#### Directions:
Search the data below for "instance"; list each line that holds it.

#### Records for the exercise:
......

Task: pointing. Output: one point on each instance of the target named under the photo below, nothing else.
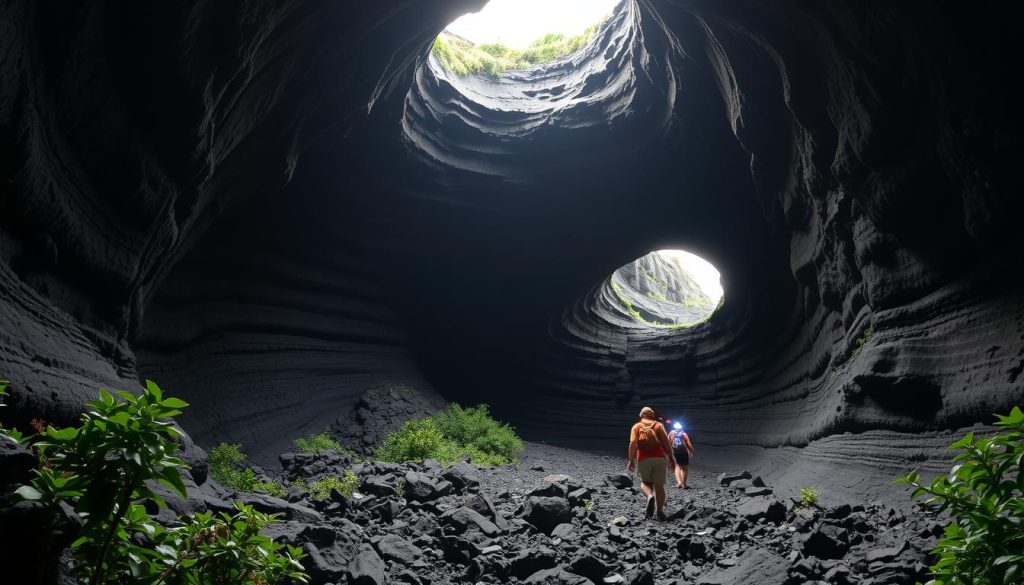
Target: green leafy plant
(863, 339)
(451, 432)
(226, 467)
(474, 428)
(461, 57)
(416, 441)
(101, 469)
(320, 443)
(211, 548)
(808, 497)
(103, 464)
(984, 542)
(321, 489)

......

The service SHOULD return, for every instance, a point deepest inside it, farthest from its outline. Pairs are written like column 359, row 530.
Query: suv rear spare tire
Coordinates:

......

#### Answer box:
Task: pointing. Output: one point on each instance of the target named under the photo below, nothing else.
The service SHOULD return, for every instance, a point deepest inside it, farthest from its outline. Pairs are written like column 359, row 530.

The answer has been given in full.